Document extract
>> start
Two Wheel Vehicle

TwoWheelVehicle is a subclass of EV3. You can use it for synchronized movements of two motors. You need no knowledge of direct command syntax. Class TwoWheelVehicle uses thread_task, which allows to move a vehicle parallel to other activities.

TwoWheelVehicle tracks the movements of the vehicle by tracking the motor movements of its two wheels. This allows to ask for the current position and the current orientation of the vehicle.

Calibration

Class TwoWheelVehicle does the tracking by frequently reading the current motor positions of both wheels and then updating the vehicle’s position. This works fine if the steps between the recalculations are small (small deltas of angle) or if the motor movements inbetween are steady. This kind of calculation needs two precise informations:

  • the wheel’s radius and
  • the wheel’s tread, which is the track width of the two drived wheels.
>> end
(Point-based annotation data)
>> start
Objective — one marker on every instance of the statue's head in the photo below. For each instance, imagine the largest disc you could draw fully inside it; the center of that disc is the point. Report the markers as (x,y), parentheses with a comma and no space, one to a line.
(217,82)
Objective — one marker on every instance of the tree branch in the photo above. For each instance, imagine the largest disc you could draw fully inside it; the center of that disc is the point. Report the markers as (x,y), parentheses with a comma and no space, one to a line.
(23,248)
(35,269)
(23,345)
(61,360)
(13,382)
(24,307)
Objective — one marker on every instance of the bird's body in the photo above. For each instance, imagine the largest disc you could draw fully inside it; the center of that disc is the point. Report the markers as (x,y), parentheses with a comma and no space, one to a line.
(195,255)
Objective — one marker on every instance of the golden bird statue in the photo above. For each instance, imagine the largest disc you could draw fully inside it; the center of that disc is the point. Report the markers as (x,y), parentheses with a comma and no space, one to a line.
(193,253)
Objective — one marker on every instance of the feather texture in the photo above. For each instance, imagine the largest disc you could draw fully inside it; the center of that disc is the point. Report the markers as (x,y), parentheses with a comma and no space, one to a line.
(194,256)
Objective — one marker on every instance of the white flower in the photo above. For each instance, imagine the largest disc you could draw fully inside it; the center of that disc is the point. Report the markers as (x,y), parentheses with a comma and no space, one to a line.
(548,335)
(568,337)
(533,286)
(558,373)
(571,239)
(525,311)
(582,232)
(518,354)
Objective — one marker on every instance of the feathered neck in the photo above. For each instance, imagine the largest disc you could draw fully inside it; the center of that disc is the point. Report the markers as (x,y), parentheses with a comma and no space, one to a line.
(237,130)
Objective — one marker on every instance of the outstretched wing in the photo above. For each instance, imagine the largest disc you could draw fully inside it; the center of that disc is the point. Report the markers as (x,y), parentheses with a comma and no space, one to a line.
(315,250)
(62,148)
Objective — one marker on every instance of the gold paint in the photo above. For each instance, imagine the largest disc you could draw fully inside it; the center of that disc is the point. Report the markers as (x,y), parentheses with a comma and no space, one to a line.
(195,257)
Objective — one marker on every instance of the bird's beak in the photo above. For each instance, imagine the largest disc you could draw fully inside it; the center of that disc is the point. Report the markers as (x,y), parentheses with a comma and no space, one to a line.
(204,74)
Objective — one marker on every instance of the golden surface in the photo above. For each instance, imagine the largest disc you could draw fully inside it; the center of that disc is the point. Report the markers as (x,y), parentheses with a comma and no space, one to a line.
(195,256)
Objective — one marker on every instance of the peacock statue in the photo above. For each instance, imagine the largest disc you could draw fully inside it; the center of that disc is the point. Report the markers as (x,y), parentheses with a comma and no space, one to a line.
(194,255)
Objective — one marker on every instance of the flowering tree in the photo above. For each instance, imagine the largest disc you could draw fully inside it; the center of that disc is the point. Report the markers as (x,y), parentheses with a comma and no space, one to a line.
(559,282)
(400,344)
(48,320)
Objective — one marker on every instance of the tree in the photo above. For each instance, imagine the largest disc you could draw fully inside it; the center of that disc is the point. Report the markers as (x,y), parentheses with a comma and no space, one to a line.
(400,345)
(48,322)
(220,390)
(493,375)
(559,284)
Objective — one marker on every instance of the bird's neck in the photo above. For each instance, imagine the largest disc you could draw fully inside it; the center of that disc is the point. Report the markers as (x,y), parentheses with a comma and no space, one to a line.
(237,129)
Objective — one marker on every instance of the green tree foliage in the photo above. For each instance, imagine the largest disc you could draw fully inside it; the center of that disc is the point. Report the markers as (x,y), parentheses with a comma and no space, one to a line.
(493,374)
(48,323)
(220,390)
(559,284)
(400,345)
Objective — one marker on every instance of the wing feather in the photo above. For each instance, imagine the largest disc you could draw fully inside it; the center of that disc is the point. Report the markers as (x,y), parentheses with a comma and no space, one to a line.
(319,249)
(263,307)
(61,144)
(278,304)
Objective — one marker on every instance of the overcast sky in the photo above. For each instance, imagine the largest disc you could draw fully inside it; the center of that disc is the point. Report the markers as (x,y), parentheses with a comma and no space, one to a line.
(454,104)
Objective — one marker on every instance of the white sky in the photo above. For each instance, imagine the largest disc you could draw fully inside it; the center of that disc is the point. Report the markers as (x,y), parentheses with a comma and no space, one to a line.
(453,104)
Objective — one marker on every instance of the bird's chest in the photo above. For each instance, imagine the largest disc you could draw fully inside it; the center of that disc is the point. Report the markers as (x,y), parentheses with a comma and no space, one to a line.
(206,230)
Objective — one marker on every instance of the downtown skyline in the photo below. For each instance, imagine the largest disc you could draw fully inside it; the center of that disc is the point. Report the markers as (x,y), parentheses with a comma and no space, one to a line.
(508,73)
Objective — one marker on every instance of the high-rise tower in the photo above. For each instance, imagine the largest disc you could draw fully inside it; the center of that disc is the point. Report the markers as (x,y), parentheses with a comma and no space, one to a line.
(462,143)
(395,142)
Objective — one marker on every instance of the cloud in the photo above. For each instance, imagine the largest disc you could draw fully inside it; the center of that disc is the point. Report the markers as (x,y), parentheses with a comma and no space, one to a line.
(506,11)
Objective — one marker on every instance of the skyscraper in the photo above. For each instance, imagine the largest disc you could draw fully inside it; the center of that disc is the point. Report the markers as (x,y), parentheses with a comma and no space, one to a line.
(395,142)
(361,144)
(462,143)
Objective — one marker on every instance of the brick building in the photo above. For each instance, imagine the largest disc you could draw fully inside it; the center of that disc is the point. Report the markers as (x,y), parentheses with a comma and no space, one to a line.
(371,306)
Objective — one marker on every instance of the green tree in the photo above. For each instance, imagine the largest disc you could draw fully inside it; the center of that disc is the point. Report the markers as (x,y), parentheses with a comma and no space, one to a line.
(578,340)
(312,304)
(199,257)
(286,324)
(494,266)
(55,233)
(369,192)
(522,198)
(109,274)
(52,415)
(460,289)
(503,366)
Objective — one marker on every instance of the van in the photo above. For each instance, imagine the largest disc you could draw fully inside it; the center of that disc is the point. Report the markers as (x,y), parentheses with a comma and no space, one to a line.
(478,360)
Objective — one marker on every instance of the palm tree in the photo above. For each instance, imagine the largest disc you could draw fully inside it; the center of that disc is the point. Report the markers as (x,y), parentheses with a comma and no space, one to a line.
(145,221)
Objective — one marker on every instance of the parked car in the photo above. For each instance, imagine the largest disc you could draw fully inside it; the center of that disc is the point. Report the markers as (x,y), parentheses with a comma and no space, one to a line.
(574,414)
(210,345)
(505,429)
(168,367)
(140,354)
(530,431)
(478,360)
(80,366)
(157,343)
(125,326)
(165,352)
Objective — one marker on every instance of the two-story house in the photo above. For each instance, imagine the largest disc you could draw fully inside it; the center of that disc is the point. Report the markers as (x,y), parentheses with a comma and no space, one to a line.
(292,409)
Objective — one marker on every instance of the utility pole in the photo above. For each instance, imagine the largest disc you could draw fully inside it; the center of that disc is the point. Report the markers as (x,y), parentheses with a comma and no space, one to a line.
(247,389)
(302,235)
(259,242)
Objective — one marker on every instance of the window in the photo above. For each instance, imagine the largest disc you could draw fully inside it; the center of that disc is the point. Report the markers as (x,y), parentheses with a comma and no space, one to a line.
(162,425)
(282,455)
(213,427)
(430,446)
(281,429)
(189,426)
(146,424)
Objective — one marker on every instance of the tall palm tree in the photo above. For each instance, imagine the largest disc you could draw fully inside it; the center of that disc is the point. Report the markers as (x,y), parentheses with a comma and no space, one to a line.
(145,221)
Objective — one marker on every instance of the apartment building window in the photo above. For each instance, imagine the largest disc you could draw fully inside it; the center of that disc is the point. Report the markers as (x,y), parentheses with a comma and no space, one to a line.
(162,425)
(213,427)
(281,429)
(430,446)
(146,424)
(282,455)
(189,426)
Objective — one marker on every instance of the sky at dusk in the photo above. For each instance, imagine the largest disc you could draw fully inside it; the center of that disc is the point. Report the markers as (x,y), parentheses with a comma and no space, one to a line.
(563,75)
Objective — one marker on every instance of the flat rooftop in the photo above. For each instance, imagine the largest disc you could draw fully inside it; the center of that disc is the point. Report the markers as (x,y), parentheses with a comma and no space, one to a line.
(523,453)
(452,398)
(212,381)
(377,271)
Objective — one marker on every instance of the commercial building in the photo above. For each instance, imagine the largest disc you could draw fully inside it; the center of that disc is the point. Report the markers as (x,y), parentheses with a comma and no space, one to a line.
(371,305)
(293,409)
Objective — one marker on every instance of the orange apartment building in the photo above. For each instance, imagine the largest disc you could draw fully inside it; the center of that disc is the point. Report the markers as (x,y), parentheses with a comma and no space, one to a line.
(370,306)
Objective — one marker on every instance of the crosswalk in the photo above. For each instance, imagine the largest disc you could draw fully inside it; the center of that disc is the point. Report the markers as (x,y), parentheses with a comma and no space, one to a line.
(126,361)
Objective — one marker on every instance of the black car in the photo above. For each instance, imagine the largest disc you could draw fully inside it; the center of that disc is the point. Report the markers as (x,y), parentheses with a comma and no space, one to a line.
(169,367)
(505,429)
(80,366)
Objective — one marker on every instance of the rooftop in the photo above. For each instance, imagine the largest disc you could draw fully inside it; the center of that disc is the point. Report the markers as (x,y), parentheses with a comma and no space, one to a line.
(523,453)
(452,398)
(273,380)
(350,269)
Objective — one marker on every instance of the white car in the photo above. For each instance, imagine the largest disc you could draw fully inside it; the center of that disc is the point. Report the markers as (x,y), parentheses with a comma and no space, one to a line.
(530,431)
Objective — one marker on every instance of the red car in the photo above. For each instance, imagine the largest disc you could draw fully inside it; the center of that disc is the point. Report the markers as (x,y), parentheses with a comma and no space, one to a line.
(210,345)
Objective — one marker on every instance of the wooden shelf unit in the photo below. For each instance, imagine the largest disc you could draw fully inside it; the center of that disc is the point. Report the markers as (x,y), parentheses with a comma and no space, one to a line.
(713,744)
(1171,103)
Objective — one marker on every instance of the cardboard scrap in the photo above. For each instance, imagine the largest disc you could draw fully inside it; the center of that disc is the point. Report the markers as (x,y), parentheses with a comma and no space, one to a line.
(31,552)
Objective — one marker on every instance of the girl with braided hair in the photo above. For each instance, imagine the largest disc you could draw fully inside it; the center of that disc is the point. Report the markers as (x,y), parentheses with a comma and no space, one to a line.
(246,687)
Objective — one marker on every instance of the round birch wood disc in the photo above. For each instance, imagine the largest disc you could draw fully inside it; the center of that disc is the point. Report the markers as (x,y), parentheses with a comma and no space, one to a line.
>> end
Task instructions
A. According to the two wheel vehicle page, which two pieces of information does the tracking calculation need?
B. For each statement, decide whether the two wheel vehicle page agrees, answering yes or no and quoting the words that decide it: (i) TwoWheelVehicle is a subclass of EV3. (ii) Using the class requires knowledge of direct command syntax. (iii) The tracking works fine when the steps between recalculations are small.
C. Reproduce word for word the part of the two wheel vehicle page that begins at the words "Calibration" and ends after "two drived wheels.".
None of these rows are needed for this work.

Expected outputs
A. The wheel's radius and the wheel's tread.

B.
(i) Yes: "TwoWheelVehicle is a subclass of EV3."
(ii) No: "You need no knowledge of direct command syntax."
(iii) Yes: "This works fine if the steps between the recalculations are small"

C.
Calibration

Class TwoWheelVehicle does the tracking by frequently reading the current motor positions of both wheels and then updating the vehicle’s position. This works fine if the steps between the recalculations are small (small deltas of angle) or if the motor movements inbetween are steady. This kind of calculation needs two precise informations:

  • the wheel’s radius and
  • the wheel’s tread, which is the track width of the two drived wheels.